═══ Excerpted records ═══

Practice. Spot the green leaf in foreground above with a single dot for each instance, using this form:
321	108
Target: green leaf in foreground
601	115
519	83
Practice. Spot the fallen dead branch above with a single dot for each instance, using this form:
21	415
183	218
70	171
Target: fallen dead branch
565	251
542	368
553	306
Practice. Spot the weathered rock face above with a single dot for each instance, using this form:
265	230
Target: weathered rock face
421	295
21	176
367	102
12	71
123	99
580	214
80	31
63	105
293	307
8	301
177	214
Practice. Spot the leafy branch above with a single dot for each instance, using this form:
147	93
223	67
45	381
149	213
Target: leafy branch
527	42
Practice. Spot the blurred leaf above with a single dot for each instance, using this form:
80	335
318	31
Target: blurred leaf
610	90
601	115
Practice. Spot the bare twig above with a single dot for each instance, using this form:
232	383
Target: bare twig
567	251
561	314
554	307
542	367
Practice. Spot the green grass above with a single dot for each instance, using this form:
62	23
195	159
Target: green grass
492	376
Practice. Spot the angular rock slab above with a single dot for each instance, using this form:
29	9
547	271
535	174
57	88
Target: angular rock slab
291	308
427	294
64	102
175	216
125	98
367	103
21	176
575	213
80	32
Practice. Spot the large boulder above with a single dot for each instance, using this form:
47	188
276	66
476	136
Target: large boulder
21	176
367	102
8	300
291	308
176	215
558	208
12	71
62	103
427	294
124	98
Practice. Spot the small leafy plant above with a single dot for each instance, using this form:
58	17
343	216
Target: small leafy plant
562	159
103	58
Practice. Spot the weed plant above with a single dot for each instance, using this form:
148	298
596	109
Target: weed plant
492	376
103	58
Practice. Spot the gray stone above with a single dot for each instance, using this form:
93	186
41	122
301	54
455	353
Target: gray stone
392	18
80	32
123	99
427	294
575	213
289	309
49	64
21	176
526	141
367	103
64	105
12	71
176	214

═══
═══ Excerpted records ═══

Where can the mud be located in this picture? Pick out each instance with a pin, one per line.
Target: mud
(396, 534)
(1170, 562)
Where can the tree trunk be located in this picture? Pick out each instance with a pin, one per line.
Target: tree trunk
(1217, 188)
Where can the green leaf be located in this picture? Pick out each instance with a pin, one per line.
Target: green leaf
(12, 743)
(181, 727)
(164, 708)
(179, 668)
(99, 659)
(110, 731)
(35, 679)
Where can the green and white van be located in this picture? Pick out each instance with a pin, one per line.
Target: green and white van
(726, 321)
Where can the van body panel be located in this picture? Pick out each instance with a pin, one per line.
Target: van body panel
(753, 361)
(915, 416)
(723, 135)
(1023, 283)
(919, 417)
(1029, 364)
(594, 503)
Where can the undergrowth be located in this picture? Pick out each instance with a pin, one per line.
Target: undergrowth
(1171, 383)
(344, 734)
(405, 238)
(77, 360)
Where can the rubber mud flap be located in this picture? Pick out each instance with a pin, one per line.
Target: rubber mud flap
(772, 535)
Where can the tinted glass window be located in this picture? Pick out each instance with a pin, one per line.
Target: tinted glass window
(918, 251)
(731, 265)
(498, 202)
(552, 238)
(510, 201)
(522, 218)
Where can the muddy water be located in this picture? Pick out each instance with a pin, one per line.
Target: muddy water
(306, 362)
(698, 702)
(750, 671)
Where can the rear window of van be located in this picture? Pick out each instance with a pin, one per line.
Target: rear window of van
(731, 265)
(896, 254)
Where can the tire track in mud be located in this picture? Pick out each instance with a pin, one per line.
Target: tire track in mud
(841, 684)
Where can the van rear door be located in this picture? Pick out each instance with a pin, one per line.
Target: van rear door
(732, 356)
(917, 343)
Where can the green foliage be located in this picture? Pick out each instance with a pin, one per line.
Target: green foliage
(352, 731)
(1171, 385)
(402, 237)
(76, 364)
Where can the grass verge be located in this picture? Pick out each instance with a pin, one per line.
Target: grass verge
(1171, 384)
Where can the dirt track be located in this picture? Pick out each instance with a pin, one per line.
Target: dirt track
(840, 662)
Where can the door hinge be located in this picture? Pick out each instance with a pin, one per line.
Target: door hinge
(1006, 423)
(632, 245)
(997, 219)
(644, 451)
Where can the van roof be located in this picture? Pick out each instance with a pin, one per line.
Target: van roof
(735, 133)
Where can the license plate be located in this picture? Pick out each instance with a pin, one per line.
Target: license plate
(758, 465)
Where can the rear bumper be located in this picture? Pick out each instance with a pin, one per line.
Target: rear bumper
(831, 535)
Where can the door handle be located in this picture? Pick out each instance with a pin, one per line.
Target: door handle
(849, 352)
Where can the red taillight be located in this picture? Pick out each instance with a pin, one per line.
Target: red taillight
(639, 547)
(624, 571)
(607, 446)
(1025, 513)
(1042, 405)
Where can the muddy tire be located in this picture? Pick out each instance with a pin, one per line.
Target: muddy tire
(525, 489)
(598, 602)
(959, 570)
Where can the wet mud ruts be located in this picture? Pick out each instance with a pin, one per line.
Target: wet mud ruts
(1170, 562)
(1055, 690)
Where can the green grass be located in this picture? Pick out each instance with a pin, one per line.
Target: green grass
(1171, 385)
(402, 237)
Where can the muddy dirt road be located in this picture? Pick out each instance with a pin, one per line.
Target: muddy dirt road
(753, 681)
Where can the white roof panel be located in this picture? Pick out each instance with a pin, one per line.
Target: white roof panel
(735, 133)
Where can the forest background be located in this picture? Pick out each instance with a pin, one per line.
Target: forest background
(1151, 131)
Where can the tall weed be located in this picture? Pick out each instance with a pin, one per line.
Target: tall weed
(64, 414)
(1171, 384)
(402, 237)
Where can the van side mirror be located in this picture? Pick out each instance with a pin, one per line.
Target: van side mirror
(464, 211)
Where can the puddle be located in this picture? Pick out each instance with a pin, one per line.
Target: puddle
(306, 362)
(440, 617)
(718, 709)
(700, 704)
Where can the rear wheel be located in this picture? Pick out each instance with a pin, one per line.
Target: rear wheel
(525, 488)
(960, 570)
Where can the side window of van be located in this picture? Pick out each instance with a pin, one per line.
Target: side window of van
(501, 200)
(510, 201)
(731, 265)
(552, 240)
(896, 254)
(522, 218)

═══
═══ Excerpted records ═══

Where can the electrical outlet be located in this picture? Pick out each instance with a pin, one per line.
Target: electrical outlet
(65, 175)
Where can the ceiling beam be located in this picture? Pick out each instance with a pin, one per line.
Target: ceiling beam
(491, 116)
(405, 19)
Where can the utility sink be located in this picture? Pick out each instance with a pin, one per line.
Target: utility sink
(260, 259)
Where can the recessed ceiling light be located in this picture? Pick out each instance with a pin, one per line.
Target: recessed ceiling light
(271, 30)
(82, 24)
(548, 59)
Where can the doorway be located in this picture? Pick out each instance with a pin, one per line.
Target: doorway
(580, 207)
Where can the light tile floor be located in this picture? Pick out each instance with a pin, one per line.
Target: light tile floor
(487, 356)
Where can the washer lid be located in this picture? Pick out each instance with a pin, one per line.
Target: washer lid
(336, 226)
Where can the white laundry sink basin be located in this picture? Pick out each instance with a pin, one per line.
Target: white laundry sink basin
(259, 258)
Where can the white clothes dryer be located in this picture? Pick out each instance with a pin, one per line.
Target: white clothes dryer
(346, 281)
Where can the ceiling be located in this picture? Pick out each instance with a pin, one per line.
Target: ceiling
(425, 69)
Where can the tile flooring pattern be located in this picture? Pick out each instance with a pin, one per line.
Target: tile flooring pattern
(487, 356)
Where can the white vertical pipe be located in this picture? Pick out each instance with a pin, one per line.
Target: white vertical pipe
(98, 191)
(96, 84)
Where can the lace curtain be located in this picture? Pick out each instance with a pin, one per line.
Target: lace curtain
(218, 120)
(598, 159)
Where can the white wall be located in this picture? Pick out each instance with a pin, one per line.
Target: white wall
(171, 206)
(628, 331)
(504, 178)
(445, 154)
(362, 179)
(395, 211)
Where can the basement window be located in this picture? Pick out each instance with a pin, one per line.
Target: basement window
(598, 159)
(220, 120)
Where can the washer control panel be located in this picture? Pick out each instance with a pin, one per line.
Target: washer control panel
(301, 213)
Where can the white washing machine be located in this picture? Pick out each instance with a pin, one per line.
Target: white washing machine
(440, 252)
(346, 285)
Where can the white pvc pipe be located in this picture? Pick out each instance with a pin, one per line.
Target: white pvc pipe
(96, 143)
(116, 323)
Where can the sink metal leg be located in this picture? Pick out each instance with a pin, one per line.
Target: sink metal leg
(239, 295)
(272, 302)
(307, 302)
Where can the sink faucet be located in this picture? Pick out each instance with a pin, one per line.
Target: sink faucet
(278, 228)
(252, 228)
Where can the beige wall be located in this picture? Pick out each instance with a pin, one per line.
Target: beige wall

═══

(What is being asked): Using only the entries above, output the line with "Target: tree trunk", the line with "Where can the undergrowth", and all lines between them, exactly as they stand.

(Solution for this problem):
Target: tree trunk
(1217, 188)
Where can the green leaf be located in this picture? Pick out each instance with a pin, one per line.
Target: green leaf
(12, 743)
(181, 727)
(164, 708)
(179, 668)
(99, 659)
(110, 731)
(35, 679)
Where can the green and white van be located in this picture? Pick out each instance with a pin, one per line.
Target: green and white van
(726, 321)
Where can the van body panel be located in this picture? Pick out each instance with a pin, one per line.
Target: van body panel
(753, 361)
(915, 416)
(723, 135)
(1023, 283)
(919, 417)
(1029, 364)
(594, 503)
Where can the undergrowth be located in this picture? Pick out each instance with a pin, one per line.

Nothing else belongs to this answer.